━━━━━ Record set ━━━━━

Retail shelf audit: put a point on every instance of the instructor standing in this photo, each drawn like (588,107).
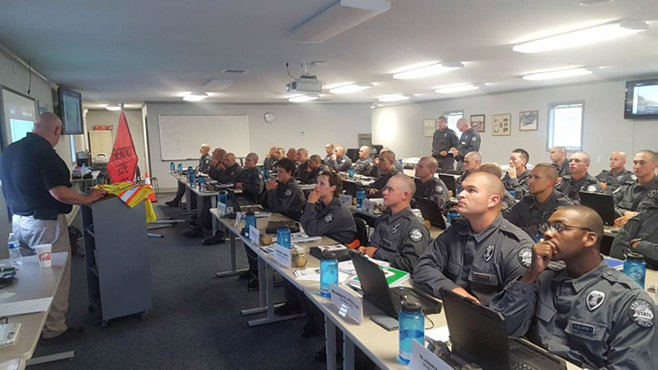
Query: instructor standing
(36,185)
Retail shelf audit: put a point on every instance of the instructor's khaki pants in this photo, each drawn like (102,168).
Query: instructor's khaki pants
(30,233)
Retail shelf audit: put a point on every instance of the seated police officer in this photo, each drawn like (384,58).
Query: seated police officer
(428,186)
(588,313)
(579,180)
(536,207)
(617,175)
(386,165)
(203,167)
(480,254)
(639,235)
(516,178)
(639,192)
(400,236)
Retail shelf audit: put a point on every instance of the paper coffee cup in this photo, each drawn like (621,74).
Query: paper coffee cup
(44,253)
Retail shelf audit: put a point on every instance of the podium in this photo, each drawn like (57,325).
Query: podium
(118,265)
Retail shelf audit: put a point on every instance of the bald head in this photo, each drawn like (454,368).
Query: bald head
(48,126)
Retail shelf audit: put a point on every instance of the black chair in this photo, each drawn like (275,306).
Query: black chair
(361,231)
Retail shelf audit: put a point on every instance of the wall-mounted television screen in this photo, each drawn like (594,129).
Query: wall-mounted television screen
(70,111)
(641,99)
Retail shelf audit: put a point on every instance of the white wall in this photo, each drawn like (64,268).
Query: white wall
(321,123)
(605,130)
(135,124)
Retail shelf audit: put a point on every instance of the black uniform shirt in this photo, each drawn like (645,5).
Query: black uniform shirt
(30,168)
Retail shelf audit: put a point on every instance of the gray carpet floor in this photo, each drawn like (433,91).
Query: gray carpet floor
(195,322)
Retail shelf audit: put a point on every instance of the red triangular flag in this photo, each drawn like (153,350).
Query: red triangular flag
(123,160)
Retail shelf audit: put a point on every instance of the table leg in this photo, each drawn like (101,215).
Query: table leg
(330,343)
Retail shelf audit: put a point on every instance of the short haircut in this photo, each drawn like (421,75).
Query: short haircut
(547,169)
(287,165)
(492,168)
(523,153)
(653,156)
(334,180)
(432,164)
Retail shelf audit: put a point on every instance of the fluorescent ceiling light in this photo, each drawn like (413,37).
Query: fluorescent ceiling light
(351,88)
(392,98)
(456,88)
(196,96)
(563,73)
(336,19)
(428,70)
(586,36)
(302,98)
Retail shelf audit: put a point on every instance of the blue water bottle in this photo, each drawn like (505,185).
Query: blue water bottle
(249,222)
(328,273)
(635,267)
(360,196)
(412,327)
(283,237)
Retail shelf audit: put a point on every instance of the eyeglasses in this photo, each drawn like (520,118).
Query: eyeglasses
(559,227)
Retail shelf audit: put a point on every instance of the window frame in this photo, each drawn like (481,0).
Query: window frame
(550,142)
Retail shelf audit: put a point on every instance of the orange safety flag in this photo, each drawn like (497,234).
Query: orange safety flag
(123,161)
(132,194)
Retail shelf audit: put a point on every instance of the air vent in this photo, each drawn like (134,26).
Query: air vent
(235,71)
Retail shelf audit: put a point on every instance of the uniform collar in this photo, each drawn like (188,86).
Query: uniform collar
(584,281)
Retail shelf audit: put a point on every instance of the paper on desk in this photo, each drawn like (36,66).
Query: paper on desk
(25,307)
(440,334)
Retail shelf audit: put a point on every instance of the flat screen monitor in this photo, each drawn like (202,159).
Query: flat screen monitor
(70,111)
(19,112)
(641,99)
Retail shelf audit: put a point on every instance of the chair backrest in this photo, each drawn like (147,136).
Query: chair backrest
(361,230)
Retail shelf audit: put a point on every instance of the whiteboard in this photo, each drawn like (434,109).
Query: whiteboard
(181,136)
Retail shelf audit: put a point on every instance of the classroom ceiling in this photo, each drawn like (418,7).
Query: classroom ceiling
(154,50)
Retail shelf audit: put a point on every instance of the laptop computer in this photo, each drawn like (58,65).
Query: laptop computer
(477,335)
(450,181)
(387,299)
(431,212)
(602,203)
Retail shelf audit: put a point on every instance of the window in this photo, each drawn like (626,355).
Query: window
(565,125)
(453,117)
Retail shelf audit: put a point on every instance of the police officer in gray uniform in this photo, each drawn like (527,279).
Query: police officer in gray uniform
(535,208)
(428,186)
(400,237)
(639,235)
(468,142)
(579,180)
(284,196)
(363,165)
(588,313)
(477,256)
(444,139)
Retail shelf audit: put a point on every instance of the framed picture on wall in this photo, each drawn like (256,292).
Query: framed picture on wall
(528,120)
(429,126)
(477,122)
(501,124)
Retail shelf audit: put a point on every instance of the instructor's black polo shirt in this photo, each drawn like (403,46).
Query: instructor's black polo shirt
(29,168)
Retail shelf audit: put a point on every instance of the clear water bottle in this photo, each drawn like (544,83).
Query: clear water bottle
(328,273)
(283,237)
(360,196)
(635,267)
(14,251)
(249,222)
(412,327)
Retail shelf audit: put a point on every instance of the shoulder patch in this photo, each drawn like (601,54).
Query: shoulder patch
(641,312)
(329,218)
(415,234)
(595,299)
(525,257)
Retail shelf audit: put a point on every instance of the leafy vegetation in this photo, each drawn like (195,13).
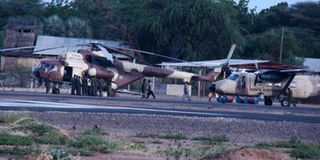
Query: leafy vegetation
(170,135)
(41,133)
(212,139)
(93,140)
(19,151)
(179,152)
(291,143)
(298,148)
(191,30)
(9,117)
(7,139)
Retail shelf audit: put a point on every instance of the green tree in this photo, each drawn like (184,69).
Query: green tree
(267,46)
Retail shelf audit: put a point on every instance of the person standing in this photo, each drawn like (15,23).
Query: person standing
(100,83)
(47,83)
(84,86)
(143,88)
(73,85)
(150,92)
(94,86)
(78,85)
(186,91)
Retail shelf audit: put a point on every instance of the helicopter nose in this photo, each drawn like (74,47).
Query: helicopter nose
(212,88)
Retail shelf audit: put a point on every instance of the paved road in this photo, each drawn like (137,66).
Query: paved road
(134,105)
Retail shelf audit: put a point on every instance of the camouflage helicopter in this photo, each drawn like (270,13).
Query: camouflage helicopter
(286,85)
(107,67)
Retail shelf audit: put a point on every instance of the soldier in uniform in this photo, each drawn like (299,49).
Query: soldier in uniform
(143,88)
(186,91)
(73,85)
(100,83)
(47,84)
(150,92)
(84,86)
(78,85)
(94,86)
(108,85)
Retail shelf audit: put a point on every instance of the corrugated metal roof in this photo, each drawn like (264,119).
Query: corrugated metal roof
(312,63)
(212,63)
(54,46)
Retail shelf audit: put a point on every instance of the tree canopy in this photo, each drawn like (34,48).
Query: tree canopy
(190,30)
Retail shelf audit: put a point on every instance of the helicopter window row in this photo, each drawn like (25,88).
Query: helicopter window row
(233,77)
(100,61)
(43,66)
(260,90)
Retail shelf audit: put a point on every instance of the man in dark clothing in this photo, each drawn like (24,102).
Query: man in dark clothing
(47,84)
(143,88)
(100,84)
(150,92)
(108,85)
(73,85)
(94,86)
(78,85)
(186,91)
(84,86)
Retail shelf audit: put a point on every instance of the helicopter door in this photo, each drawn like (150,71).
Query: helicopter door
(67,74)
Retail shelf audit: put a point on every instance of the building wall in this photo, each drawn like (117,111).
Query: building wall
(11,62)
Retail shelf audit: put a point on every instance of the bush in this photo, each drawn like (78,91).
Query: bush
(7,139)
(307,152)
(18,151)
(291,143)
(94,143)
(212,139)
(10,117)
(41,133)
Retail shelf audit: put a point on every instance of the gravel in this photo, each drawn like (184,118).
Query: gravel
(237,130)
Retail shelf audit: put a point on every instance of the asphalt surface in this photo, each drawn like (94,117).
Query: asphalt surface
(163,106)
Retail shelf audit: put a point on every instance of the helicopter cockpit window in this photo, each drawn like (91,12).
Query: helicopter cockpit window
(44,67)
(101,61)
(233,77)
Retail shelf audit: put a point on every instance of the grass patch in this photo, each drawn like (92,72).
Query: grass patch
(291,143)
(205,151)
(10,117)
(147,135)
(95,131)
(179,152)
(210,140)
(19,151)
(174,136)
(7,139)
(311,151)
(138,146)
(41,133)
(170,135)
(298,148)
(94,143)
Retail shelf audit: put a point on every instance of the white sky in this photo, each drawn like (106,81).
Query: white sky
(263,4)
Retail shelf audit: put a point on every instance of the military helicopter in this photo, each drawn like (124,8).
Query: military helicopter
(286,85)
(107,67)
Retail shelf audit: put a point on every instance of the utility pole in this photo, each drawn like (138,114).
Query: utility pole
(281,45)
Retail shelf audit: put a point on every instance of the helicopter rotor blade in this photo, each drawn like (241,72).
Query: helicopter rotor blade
(149,53)
(17,48)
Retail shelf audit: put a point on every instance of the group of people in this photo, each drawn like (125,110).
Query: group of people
(147,87)
(87,86)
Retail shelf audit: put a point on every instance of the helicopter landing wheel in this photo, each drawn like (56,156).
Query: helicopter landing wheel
(267,101)
(285,102)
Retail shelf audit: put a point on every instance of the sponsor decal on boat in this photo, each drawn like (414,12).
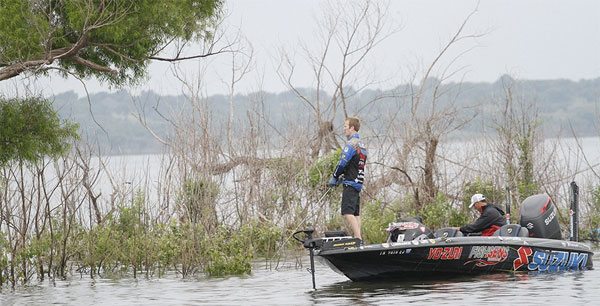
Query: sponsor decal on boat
(394,252)
(445,253)
(485,255)
(551,261)
(554,261)
(523,254)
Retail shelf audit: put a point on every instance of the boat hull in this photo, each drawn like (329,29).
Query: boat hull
(456,256)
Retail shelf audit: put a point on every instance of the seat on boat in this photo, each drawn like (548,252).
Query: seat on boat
(447,232)
(512,230)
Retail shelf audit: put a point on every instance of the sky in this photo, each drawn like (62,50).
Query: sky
(528,39)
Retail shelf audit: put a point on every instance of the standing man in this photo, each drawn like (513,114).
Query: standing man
(491,217)
(352,167)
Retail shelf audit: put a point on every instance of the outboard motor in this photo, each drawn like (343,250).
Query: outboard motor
(407,230)
(539,216)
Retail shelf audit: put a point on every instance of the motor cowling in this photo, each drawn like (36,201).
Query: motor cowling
(539,216)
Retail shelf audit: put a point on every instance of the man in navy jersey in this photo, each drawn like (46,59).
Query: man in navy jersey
(352,167)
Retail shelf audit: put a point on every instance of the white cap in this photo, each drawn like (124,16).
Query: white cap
(478,197)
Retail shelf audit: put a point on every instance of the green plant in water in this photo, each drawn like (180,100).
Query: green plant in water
(264,238)
(227,252)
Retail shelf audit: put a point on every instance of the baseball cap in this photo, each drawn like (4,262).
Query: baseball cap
(476,198)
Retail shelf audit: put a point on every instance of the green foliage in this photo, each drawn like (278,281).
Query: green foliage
(31,130)
(526,184)
(323,168)
(375,219)
(121,35)
(264,238)
(228,252)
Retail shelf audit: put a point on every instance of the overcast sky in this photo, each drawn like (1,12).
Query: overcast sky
(529,39)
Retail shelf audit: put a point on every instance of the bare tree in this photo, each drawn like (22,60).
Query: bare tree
(348,35)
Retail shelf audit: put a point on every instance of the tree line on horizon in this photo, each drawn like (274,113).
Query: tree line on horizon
(118,121)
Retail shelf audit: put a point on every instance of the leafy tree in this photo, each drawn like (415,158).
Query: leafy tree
(113,40)
(30,129)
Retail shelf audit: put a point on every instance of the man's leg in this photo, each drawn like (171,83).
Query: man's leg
(354,224)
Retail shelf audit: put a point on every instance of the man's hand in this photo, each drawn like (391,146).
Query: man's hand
(333,182)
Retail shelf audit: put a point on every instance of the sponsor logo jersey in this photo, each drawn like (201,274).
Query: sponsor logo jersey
(352,163)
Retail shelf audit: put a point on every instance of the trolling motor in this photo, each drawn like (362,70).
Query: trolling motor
(574,212)
(310,244)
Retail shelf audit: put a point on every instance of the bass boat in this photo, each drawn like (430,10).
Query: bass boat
(535,244)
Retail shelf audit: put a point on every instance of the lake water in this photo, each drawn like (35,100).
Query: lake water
(292,286)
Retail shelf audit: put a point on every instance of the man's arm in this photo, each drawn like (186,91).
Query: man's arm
(347,154)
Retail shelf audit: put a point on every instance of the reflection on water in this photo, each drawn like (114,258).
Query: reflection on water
(289,285)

━━━━━

#### Exercise aim
Convert the lines of the data above into a numbered list, from the line containing "drawn like (201,274)." through the end of the data, both inclusive, and leave out any blank lines.

#### Written answer
1. Retail shelf audit: put a point on every instance of the sponsor logo jersey in this photo, each drawn like (201,274).
2. Query: sponsor logo jersey
3. (352,163)
4. Retail shelf audit: put a point on every instance of the trolling motor in this photo, each drawn like (362,70).
5. Query: trolling motor
6. (574,212)
7. (310,244)
8. Retail shelf audit: put a point on every instance of the bass boat in this photo, each drawn like (430,10).
9. Query: bass boat
10. (535,244)
11. Retail shelf audit: put a point on every instance of the lake water in this photo, each drawn like (35,100).
12. Query: lake water
13. (292,286)
14. Retail shelf audit: put a point on every instance of the man's arm in this photo, each drawn like (186,91).
15. Query: man's arm
16. (347,154)
17. Retail shelf audit: put a point on every instance of the reflection on water in this photo, each drawn like (114,258).
18. Query: reflection on water
19. (289,285)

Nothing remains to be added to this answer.